- Stated task 1 -
Rewrite the passage on element concentrations from "plt.close()" up to and including "elements in glass.", changing "scatterplots" to "scatter plots".

To see whether the concentrations of the different elements are correlated, we create scatterplots plotting the concentrations against each other.

In [None]:
import seaborn as sns
sns.set_theme(style='ticks')

sns.pairplot(data_set.reset_index()[["K39", "Ti49", "Mn55", "Rb85", "Sr88", "Zr90", "Ba137", "La139", "Ce140", "Pb208"]
])
plt.show()
plt.clf()
plt.close()

We see that some of the values are correlated, for example for K39 and Rb85. Most scatterplots seem quite random, indicating a low correlation. This is indeed reflected in the correlation matrix:

In [None]:
corr = data_set[["K39", "Ti49", "Mn55", "Rb85", "Sr88", "Zr90", "Ba137", "La139", "Ce140", "Pb208"]].corr()
corr.style.background_gradient()

The results above encourage us to create an LR system based on the processed concentrations of the 10 elements in glass.

- Stated task 2 -
List every line in the records below that contains the word "tiled".

- Data supplied -
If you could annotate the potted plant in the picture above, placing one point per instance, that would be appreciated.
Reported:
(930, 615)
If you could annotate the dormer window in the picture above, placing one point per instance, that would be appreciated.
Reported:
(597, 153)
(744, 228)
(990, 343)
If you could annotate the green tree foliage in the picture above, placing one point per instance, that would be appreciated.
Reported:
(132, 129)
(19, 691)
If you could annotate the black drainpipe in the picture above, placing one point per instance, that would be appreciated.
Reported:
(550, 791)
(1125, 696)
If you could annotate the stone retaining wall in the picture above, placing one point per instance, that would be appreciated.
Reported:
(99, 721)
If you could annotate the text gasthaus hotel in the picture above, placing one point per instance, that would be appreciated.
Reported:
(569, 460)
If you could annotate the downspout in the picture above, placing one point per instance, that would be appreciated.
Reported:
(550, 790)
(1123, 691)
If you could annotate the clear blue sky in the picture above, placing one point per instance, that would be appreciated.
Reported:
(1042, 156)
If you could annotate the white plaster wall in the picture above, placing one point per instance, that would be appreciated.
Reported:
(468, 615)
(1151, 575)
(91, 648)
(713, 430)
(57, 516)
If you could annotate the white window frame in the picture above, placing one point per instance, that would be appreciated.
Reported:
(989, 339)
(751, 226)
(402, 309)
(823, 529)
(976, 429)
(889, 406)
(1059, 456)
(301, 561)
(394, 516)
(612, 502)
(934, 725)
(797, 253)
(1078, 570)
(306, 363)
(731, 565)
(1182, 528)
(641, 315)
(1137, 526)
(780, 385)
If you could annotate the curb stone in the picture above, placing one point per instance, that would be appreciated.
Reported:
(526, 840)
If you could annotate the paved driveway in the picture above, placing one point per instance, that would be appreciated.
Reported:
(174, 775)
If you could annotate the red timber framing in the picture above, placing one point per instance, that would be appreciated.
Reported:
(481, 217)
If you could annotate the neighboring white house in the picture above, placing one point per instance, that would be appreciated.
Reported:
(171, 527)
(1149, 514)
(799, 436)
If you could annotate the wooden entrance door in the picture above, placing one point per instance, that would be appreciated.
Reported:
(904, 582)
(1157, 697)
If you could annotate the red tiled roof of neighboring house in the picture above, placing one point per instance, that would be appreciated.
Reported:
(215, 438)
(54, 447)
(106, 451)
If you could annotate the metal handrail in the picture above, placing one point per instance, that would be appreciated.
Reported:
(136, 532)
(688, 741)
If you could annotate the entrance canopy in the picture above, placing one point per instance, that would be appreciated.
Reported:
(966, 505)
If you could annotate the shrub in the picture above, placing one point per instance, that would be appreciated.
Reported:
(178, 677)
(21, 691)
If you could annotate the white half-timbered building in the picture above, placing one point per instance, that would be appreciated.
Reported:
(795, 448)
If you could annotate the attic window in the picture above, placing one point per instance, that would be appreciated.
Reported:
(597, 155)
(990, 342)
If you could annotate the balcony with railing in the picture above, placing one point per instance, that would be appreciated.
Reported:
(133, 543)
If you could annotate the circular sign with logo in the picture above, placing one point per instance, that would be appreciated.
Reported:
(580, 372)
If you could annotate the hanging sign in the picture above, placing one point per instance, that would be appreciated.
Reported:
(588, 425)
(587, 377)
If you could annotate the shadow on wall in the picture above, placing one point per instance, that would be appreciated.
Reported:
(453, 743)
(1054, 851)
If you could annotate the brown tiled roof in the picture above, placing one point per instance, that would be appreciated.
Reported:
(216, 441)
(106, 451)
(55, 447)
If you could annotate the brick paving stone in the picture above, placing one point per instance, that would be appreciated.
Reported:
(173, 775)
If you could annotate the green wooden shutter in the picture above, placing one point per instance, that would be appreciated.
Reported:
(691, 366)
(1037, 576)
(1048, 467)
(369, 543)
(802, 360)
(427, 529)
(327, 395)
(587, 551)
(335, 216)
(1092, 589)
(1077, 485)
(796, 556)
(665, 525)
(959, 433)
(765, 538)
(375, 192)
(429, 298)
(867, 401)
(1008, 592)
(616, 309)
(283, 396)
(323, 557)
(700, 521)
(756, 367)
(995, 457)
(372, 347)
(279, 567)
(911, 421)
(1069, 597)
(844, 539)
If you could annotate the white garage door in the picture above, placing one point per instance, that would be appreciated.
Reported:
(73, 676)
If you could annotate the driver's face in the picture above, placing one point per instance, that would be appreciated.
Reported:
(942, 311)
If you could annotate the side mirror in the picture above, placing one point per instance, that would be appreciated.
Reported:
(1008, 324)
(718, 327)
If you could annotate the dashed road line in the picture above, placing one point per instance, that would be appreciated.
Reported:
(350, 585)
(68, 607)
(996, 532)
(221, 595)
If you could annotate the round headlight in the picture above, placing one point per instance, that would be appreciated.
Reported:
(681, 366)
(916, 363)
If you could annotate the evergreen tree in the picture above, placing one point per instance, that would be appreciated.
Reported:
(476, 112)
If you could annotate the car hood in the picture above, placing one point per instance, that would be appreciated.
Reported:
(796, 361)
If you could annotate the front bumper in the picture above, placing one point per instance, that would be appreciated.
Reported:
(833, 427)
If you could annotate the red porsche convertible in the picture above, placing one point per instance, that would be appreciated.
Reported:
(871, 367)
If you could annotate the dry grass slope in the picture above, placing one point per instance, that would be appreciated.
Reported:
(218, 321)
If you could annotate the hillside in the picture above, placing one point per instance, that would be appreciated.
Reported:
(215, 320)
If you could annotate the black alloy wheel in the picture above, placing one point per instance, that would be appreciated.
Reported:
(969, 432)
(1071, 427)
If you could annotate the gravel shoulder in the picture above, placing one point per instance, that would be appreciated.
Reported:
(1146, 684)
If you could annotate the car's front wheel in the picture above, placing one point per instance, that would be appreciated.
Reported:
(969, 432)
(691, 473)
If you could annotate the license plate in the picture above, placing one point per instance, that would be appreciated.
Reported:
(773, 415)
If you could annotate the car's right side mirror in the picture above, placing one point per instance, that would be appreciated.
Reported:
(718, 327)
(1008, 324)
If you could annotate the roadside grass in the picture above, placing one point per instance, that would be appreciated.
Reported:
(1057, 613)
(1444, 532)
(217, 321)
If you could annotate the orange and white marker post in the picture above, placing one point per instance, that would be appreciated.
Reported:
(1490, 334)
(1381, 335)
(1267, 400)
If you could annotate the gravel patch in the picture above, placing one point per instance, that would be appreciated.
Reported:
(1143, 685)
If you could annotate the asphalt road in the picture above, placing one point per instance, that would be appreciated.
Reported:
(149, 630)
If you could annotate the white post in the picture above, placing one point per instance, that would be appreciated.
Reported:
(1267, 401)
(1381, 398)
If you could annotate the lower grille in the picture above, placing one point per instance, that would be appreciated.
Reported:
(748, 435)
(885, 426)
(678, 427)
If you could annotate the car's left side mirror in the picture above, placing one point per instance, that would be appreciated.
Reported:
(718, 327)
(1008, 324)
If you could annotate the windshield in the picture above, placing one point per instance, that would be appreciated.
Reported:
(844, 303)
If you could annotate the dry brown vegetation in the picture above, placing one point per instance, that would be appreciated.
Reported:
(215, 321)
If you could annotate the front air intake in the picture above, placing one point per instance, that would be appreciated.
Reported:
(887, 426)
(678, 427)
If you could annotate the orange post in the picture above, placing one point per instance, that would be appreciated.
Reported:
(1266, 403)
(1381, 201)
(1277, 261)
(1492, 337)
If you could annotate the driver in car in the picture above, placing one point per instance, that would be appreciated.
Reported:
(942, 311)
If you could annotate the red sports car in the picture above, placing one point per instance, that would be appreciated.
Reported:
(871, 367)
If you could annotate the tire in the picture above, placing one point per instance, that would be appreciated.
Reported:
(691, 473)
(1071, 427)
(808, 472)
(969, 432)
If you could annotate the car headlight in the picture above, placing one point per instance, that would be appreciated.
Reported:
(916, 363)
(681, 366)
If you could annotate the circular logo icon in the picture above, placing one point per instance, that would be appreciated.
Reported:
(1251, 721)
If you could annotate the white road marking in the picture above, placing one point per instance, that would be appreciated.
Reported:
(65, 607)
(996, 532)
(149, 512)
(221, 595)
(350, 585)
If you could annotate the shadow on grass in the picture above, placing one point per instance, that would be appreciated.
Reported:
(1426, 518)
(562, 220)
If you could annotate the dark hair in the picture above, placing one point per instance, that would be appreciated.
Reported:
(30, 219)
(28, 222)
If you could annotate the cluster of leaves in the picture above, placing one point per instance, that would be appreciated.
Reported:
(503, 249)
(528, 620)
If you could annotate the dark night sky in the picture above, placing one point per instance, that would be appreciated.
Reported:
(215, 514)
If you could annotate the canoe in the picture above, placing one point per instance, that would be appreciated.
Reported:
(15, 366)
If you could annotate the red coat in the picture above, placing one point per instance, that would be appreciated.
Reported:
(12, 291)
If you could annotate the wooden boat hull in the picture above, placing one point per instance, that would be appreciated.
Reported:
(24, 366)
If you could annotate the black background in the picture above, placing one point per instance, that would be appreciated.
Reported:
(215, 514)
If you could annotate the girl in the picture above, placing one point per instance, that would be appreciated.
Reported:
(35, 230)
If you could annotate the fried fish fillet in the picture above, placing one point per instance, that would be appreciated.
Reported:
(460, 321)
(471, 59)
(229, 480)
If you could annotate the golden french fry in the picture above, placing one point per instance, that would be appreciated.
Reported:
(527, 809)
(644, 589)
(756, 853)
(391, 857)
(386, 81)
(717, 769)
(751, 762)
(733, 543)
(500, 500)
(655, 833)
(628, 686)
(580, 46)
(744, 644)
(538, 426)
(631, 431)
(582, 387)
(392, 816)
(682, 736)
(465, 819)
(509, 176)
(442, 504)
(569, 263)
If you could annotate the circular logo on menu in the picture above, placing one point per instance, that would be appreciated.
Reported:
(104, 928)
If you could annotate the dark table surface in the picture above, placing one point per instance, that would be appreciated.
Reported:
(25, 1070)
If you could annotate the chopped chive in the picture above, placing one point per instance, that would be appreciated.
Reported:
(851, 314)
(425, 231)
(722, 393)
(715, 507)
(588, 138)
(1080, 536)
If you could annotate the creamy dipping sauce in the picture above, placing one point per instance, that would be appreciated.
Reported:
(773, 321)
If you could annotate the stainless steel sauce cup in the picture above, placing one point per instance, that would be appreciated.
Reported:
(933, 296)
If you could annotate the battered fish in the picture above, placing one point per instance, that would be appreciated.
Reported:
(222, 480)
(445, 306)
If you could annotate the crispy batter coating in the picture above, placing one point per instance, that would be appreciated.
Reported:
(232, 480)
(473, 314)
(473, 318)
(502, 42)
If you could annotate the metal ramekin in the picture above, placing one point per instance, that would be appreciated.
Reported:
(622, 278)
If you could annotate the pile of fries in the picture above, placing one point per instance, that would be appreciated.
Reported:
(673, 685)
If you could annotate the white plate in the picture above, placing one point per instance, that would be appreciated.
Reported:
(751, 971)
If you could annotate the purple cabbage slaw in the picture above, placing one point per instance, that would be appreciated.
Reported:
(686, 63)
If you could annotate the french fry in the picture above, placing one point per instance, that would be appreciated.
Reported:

- Task result 1 -
plt.close()

We see that some of the values are correlated, for example for K39 and Rb85. Most scatter plots seem quite random, indicating a low correlation. This is indeed reflected in the correlation matrix:

In [None]:
corr = data_set[["K39", "Ti49", "Mn55", "Rb85", "Sr88", "Zr90", "Ba137", "La139", "Ce140", "Pb208"]].corr()
corr.style.background_gradient()

The results above encourage us to create an LR system based on the processed concentrations of the 10 elements in glass.

- Task result 2 -
If you could annotate the red tiled roof of neighboring house in the picture above, placing one point per instance, that would be appreciated.
If you could annotate the brown tiled roof in the picture above, placing one point per instance, that would be appreciated.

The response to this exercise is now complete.